**EXERCISE MATERIALS**
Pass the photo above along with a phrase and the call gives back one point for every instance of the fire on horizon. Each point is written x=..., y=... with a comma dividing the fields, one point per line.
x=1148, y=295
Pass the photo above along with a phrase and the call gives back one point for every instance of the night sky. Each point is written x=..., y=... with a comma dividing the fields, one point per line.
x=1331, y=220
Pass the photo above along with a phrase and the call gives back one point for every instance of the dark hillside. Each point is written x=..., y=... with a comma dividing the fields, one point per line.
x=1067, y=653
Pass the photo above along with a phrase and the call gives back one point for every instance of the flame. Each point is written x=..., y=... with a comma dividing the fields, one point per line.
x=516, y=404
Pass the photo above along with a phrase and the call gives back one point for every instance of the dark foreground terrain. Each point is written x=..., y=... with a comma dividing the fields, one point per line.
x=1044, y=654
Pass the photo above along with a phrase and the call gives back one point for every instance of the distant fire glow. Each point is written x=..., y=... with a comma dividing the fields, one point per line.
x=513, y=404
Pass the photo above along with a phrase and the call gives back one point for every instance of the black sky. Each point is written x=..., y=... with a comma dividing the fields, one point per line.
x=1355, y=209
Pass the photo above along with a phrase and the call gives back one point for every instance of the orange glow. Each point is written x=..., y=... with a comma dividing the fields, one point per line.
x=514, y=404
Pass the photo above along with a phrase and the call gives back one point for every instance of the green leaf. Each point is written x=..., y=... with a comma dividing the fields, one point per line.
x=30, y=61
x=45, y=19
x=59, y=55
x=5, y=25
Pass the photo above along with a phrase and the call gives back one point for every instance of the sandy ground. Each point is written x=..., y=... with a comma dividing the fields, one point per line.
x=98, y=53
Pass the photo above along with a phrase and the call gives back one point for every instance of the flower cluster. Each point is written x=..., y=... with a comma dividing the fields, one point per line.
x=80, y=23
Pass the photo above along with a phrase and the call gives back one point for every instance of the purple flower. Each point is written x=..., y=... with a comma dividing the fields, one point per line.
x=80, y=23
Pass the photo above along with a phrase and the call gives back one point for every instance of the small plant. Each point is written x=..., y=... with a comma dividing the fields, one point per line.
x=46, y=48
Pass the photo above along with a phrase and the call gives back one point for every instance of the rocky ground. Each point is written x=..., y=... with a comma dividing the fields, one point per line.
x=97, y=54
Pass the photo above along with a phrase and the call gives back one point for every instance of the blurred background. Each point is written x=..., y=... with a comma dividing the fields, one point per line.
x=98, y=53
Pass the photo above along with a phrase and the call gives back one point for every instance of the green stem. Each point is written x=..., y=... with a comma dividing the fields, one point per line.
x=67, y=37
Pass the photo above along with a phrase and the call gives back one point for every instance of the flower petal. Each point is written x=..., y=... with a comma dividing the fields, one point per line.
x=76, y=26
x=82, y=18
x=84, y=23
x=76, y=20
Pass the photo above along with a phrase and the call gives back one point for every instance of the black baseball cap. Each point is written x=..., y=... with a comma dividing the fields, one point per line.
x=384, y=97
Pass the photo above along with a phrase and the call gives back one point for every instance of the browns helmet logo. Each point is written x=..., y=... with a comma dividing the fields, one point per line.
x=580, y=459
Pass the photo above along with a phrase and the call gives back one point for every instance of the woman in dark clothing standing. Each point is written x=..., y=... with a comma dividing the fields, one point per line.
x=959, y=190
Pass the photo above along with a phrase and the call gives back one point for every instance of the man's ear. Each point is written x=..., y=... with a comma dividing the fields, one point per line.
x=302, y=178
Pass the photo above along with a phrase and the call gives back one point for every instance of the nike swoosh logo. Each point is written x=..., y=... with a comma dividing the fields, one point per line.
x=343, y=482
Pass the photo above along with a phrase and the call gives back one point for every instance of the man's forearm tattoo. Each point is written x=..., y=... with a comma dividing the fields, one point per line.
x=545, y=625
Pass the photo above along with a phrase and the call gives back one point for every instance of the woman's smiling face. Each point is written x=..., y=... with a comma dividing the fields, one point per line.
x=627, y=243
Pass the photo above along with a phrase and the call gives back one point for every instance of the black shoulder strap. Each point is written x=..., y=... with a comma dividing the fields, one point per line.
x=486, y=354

**TASK INSTRUCTIONS**
Go through the entries and repeat each one exactly.

**ANSWER SPACE**
Pass the photo above along with a phrase and the call gives back one point for every instance of the fire on horizon. Each point is written x=..., y=... with a comma dividing the fields, one point per line.
x=1148, y=295
Pass the photo above along with a phrase and the call gives back one point for every instance of the night sky. Each point is written x=..., y=... with a comma dividing the fields, one point per line.
x=1331, y=220
Pass the photo above along with a phrase and the call gives back one point for every instance of the dark hillside. Each point is written x=..., y=... with a comma dividing the fields, one point per line.
x=1067, y=653
Pass the photo above along with a phrase and the call gives back one point for every instance of the flame. Each point is written x=..., y=... with a comma dividing the fields, one point per line.
x=516, y=404
Pass the photo above along with a phrase and the call gives back one point for every instance of the dark foreground terrain. Each point is written x=..., y=... with a comma dividing the fields, one point per line.
x=1044, y=654
Pass the photo above along with a phrase and the call gives back one point for every instance of the distant fire glow. Each point is written x=..., y=... with a comma dividing the fields, one point per line.
x=513, y=404
Pass the photo above along with a phrase and the call gives back one point for every instance of the black sky. Each point is written x=..., y=... with a comma dividing the fields, one point per line.
x=1355, y=209
Pass the photo above along with a phrase and the call gives back one point for every instance of the orange glow. Each point is written x=..., y=... with a comma dividing the fields, one point per line.
x=514, y=404
Pass the photo above along with a phrase and the call gives back one point for every instance of the green leaf. Each point is written x=..., y=... with a comma dividing the fields, one point per line.
x=30, y=61
x=45, y=19
x=59, y=55
x=5, y=25
Pass the photo above along with a phrase and the call gives back one point for every instance of the sandy ground. Each point is written x=..., y=... with a comma dividing the fields, one point per line.
x=98, y=53
Pass the photo above along with a phrase and the call gives back one point for every instance of the flower cluster. Each point is written x=..., y=... with a comma dividing the fields, one point per line.
x=80, y=23
Pass the photo above along with a phrase and the call gives back one point for every instance of the purple flower. Each point is written x=..., y=... with a comma dividing the fields, one point per line.
x=80, y=23
Pass the photo above along with a phrase and the call gives back one point for every instance of the small plant. Each point is written x=..., y=... with a comma dividing the fields, one point per line.
x=46, y=48
Pass the photo above along with a phrase and the call gives back one point for every instance of the rocky ground. Each point is written x=..., y=... with a comma dividing the fields, one point per line.
x=97, y=54
Pass the photo above along with a phrase and the call gives back one point for every instance of the blurred background. Each point is written x=..., y=... with a comma dividing the fields, one point per line.
x=98, y=53
Pass the photo above along with a phrase and the call gives back one point for every instance of the green stem. Each point is written x=..., y=... with a comma dividing the fields, one point per line.
x=67, y=37
Pass the photo above along with a phrase and the call gives back one point for every instance of the flower petal. Each point is written x=..., y=... with a comma dividing the fields, one point per line.
x=76, y=26
x=82, y=18
x=84, y=23
x=76, y=20
Pass the photo above along with a phrase and the call gives back one point for every instance of the black baseball cap. Each point is written x=..., y=... with a comma dividing the fields, one point per line.
x=384, y=97
Pass the photo above along with a phrase and the call gives back one point for every instance of the browns helmet logo. Each point is written x=..., y=... with a comma dividing the fields, one point per line.
x=580, y=459
Pass the photo above along with a phrase and the call gives back one point for every instance of the woman in dark clothing standing. Each point is written x=..., y=... with a comma dividing the fields, one point per line.
x=959, y=190
Pass the photo above along with a phrase and the call gives back one point for every instance of the man's ear. Each point is written x=..., y=... with a comma dividing the fields, one point per line.
x=302, y=178
Pass the photo above along with a phrase and the call gives back one point for every instance of the nike swoosh logo. Each point is written x=..., y=... with a comma dividing the fields, one point per line.
x=343, y=482
Pass the photo above along with a phrase and the call gives back one point for every instance of the man's forearm tattoo. Each point is written x=..., y=... with a comma dividing the fields, one point per line.
x=545, y=625
Pass the photo above along with a phrase and the call gives back one point for every instance of the woman's smiling face. Each point is written x=..., y=... with a comma dividing the fields, one point per line.
x=627, y=243
Pass the photo above along with a phrase and the call gives back one point for every instance of the black shoulder strap. Each point is written x=..., y=... with a comma dividing the fields, one point per line.
x=486, y=354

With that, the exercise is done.